• **PROVIDED DATA**:
────────────────────────────────────────
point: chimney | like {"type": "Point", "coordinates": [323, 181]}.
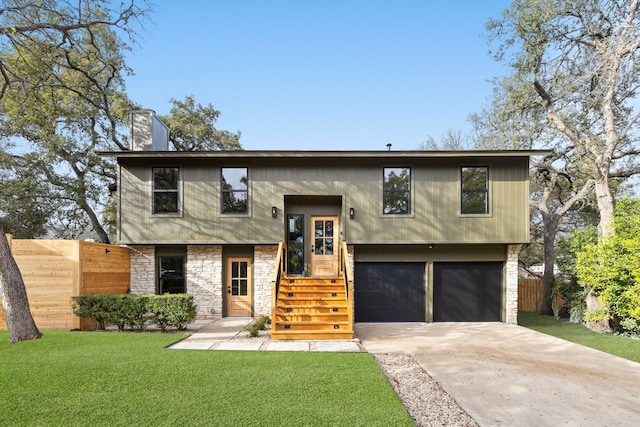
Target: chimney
────────────────────────────────────────
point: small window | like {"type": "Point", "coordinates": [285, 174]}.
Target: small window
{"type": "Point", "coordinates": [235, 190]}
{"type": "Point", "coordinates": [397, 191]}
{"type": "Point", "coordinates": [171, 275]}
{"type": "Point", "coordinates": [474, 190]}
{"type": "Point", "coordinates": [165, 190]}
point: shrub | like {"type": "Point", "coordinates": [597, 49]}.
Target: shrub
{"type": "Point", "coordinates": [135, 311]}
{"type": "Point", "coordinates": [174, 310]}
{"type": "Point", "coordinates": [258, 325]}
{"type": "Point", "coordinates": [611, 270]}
────────────────────────────────────────
• **EXERCISE OBJECTIVE**:
Retype the part of the listing that opens with the line containing "point: chimney |" and closes with the line containing "Target: chimney", including both of those lines, and omit the picture from your answer.

• **SOLUTION FOR THIS PROBLEM**:
point: chimney | like {"type": "Point", "coordinates": [323, 181]}.
Target: chimney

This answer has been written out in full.